- [What you should do]:
Report every line in the entries below that contains the word "window", copying each such line in full.

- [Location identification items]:
******************************
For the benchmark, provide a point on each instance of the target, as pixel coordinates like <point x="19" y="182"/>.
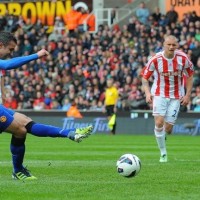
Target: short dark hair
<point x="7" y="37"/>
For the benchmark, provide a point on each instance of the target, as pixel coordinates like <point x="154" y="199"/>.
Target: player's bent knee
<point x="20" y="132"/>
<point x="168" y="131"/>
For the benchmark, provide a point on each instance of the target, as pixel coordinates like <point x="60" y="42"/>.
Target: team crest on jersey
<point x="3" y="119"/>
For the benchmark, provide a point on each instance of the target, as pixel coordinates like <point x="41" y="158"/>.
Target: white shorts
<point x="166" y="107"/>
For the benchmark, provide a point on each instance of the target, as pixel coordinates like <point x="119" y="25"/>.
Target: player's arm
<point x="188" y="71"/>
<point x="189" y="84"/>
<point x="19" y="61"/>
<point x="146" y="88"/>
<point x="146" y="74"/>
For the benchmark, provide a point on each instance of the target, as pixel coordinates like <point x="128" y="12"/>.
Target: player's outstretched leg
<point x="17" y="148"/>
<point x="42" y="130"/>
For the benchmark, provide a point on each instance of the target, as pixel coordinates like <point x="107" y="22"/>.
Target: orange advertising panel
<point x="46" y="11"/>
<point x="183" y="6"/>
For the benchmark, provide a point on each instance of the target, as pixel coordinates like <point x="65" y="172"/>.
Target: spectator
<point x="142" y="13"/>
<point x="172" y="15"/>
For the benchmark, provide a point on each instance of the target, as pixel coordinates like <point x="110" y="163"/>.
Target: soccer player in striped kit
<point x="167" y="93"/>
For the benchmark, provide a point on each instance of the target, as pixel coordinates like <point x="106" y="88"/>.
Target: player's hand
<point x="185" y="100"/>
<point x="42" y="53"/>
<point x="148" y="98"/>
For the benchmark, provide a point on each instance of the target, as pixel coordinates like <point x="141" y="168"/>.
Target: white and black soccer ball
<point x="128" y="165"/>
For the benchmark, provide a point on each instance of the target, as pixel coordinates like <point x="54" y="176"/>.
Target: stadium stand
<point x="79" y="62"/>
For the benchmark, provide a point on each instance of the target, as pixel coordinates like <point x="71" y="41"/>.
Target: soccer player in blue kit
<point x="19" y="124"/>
******************************
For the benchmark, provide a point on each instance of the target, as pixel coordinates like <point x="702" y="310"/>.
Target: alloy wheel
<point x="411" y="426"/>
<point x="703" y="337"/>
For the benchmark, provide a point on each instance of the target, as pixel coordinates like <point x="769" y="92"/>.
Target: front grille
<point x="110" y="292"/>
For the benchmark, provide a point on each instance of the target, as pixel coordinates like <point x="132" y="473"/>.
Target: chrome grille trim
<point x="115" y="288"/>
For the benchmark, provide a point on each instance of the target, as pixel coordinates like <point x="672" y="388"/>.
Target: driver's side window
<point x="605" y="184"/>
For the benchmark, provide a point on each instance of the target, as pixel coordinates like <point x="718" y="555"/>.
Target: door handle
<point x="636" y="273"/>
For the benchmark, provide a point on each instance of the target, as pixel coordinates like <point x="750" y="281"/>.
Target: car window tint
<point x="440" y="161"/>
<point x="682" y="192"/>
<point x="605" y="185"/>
******************************
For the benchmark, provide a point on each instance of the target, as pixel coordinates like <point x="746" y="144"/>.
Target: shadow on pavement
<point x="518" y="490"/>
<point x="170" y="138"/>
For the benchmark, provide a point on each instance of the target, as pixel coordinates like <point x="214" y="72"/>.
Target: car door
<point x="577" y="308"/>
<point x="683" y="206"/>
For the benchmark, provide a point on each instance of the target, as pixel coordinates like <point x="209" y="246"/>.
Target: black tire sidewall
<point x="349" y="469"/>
******************************
- [Reply]:
Target: driver's side window
Target: car window tint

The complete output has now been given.